## Document
As a Board member, I also recognize there are parents and community members that our schools don’t see every day. These individuals are equally important to our children’s education and to the success of our schools. We must go visit with these community members in their neighborhoods and places of employment, if necessary. We should knock on doors periodically throughout the year and meet with community members at local community centers, service organizations, neighborhood events and wherever else we can learn more and have a thoughtful conversation. The Board of Education should host Brown Bag luncheons at local employers to both share and receive information. We must make use of our available resources and networks to hear from people, and commit to doing the hard work that is necessary to reach them.
With regard to ensuring that students’ needs are met, and that school district policies and programs are implemented effectively, I will insist that our school board require routine reviews of our policy and procedures. I will also ask my fellow Board members to ensure that major programs we implement have independent evaluations conducted on them that provide annual and semi-annual reports that pertain to costs, implementation, obstacles, short-comings and successes. We cannot and should not rely solely on anecdotal information about key policies and initiatives that our district and community is heavily invested in financially and programmatically. We also should not rely solely on the information provided to us by our administrative team. It is not about trust; we must ensure we have the information necessary to make informed and objective decisions.
2. In a February Madison365 article, Superintendent Jen Cheatham wrote:“A superintendent, no matter how determined or talented or passionate simply cannot succeed without a Board that clears the path for success.” How do you interpret this statement from a board member’s perspective?
I try to avoid relying on interpretation, especially when we have the time to ask and find out for ourselves. I think this practice is especially important as elected members of the School Board.
That said, I have asked Dr. Cheatham about this previously. What I derived from her response is that she desires to have more support from the Board of Education for key policies and initiatives she feels are important to our children, educators and schools. I also believe she has concerns about the level of partnership she has with certain members of the Board of Education.
3. In 2018-19, 5,661 MMSD students (21% of all students) were identified as advanced learners in one of the five domains: specific academic areas, general intellectual, visual/performing arts, leadership or creativity. This included 8,503 AL designations as some students are identified in multiple areas. Disparities by race, income and language have improved slightly but still need significant work. Providing consistent and systematic advanced instruction (beyond math) to advanced learners continues to be a challenge at most schools. Please explain your thoughts on how schools can address both the critical work of helping students reach proficiency while allowing students to move beyond that level when they are ready.

## Data extract

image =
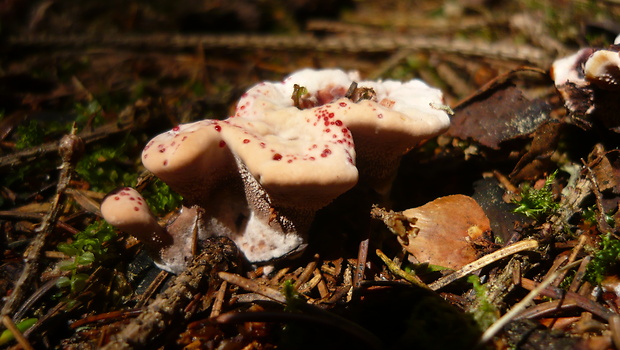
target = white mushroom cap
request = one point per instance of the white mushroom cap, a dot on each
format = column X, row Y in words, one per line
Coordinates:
column 570, row 69
column 603, row 69
column 125, row 209
column 399, row 117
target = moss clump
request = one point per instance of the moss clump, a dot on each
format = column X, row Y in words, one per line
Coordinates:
column 604, row 260
column 89, row 247
column 537, row 203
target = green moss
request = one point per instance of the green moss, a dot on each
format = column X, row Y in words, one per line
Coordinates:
column 106, row 167
column 604, row 260
column 486, row 313
column 537, row 204
column 89, row 247
column 161, row 198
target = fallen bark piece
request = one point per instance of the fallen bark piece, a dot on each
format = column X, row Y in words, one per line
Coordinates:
column 440, row 232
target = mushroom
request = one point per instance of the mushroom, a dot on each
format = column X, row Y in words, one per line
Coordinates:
column 589, row 81
column 125, row 209
column 260, row 176
column 603, row 69
column 386, row 118
column 259, row 181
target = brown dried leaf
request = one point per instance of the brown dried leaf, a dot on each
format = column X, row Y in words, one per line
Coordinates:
column 498, row 114
column 440, row 232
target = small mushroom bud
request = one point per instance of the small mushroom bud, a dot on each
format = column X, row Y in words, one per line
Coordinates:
column 125, row 209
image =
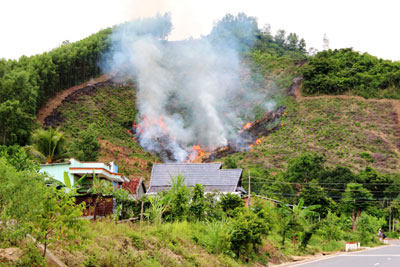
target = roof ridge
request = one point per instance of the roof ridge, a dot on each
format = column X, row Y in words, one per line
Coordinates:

## Exercise
Write out the school board questionnaire above word for word, from "With regard to" up to and including "and objective decisions.".

## Task solution
With regard to ensuring that students’ needs are met, and that school district policies and programs are implemented effectively, I will insist that our school board require routine reviews of our policy and procedures. I will also ask my fellow Board members to ensure that major programs we implement have independent evaluations conducted on them that provide annual and semi-annual reports that pertain to costs, implementation, obstacles, short-comings and successes. We cannot and should not rely solely on anecdotal information about key policies and initiatives that our district and community is heavily invested in financially and programmatically. We also should not rely solely on the information provided to us by our administrative team. It is not about trust; we must ensure we have the information necessary to make informed and objective decisions.